Saved entries
^^^^^^^^
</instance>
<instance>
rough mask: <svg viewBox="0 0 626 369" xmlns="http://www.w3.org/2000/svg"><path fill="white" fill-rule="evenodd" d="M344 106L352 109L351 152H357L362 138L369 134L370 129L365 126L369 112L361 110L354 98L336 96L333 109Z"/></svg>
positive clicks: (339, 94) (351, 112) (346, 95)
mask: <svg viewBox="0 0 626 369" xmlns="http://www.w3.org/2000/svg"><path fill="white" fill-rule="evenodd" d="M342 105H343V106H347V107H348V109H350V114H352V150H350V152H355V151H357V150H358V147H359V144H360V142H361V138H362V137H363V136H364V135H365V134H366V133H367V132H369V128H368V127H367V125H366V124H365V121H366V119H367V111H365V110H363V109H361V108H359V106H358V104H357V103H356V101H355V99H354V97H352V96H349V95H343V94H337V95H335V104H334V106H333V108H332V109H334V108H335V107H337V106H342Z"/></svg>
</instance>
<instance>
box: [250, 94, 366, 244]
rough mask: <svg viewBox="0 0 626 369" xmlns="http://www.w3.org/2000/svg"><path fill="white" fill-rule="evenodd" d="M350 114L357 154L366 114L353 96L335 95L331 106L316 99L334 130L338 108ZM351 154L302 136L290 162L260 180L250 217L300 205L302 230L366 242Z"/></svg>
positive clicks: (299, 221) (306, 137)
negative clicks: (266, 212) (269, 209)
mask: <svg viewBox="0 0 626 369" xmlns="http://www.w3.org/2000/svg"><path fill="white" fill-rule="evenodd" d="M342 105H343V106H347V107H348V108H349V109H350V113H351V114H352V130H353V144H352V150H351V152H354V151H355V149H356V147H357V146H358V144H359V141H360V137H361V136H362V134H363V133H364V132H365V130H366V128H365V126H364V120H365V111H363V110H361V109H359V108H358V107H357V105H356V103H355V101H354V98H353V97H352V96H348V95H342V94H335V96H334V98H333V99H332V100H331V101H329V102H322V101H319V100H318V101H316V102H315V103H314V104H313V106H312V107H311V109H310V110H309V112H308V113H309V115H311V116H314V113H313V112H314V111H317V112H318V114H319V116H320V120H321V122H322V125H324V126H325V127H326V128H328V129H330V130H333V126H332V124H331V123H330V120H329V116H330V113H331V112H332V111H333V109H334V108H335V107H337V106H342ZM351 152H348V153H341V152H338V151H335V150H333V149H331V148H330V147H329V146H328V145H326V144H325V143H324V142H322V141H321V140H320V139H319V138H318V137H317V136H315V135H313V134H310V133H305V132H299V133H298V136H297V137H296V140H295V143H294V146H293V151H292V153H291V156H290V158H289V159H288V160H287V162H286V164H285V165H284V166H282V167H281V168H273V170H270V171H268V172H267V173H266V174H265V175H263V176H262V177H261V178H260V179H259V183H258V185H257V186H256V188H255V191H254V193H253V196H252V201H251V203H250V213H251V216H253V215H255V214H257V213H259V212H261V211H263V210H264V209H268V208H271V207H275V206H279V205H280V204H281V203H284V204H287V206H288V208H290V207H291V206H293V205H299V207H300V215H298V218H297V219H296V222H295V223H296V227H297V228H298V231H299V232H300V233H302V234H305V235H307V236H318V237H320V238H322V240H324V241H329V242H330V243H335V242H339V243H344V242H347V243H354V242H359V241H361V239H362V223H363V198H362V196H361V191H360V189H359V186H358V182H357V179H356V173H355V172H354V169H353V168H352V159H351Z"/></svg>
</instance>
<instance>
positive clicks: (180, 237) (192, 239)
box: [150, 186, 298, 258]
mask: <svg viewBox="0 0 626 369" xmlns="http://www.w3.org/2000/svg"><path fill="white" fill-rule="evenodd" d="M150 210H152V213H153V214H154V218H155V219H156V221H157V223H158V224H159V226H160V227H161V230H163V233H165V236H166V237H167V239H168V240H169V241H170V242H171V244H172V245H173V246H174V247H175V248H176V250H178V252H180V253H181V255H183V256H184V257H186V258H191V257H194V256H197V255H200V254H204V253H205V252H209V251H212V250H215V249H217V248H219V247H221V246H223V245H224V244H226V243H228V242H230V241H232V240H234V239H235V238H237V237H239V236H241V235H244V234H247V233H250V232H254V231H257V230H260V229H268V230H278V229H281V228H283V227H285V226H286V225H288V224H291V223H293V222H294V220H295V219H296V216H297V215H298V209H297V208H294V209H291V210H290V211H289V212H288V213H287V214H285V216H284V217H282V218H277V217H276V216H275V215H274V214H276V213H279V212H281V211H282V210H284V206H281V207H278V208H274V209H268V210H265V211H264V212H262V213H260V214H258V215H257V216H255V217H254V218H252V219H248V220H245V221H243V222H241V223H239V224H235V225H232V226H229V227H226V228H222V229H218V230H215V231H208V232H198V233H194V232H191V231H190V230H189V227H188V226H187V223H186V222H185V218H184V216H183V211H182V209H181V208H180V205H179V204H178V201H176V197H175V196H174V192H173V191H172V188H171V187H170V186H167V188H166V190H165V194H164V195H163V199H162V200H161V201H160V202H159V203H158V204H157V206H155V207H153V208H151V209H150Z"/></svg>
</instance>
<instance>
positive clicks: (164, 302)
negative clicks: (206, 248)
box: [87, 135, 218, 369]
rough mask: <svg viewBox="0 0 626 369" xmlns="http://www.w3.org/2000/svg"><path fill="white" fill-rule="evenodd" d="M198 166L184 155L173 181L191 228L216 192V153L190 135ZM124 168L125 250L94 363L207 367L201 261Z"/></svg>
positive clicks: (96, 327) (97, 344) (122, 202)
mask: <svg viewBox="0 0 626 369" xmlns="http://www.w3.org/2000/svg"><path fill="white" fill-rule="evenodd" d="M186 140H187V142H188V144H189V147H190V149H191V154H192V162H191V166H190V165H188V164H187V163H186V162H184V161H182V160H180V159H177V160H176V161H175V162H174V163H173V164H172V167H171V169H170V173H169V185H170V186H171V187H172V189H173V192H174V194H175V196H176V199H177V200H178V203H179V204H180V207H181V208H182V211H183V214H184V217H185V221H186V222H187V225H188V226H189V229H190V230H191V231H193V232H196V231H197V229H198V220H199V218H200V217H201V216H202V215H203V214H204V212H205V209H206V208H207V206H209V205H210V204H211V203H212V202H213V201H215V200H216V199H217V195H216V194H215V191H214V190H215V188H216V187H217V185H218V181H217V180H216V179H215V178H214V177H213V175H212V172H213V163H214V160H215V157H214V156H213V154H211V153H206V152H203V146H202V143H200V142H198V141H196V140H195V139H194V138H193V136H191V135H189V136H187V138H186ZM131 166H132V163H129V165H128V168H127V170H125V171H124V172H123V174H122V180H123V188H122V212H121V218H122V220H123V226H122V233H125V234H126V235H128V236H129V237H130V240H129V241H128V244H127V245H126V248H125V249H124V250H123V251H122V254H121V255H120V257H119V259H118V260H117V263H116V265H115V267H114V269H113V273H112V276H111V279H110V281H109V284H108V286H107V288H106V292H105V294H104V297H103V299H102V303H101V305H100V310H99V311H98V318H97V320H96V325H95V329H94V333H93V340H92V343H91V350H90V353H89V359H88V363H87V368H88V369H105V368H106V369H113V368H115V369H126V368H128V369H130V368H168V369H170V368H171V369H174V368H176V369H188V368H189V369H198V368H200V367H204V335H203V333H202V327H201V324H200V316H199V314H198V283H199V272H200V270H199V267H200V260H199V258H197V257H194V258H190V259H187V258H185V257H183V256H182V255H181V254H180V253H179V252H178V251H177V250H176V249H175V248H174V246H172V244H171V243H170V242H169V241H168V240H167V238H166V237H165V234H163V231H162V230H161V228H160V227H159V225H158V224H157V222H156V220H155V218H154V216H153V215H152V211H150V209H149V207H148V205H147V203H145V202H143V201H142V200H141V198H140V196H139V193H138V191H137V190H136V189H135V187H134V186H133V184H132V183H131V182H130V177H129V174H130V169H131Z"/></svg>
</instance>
^^^^^^^^
### What the exercise asks
Read the entries and select each line where the word "rough" is found.

### Solution to the problem
rough mask: <svg viewBox="0 0 626 369" xmlns="http://www.w3.org/2000/svg"><path fill="white" fill-rule="evenodd" d="M344 106L352 109L351 152H357L362 138L369 134L370 129L365 126L369 112L361 110L354 98L336 96L333 109Z"/></svg>
rough mask: <svg viewBox="0 0 626 369" xmlns="http://www.w3.org/2000/svg"><path fill="white" fill-rule="evenodd" d="M350 114L357 154L366 114L353 96L335 95L331 106L316 99L334 130L338 108ZM351 154L302 136L290 162L260 180L250 217L300 205L302 230L366 242Z"/></svg>
rough mask: <svg viewBox="0 0 626 369" xmlns="http://www.w3.org/2000/svg"><path fill="white" fill-rule="evenodd" d="M198 166L184 155L173 181L191 228L216 192V153L190 135ZM124 168L125 250L94 363L207 367L201 261Z"/></svg>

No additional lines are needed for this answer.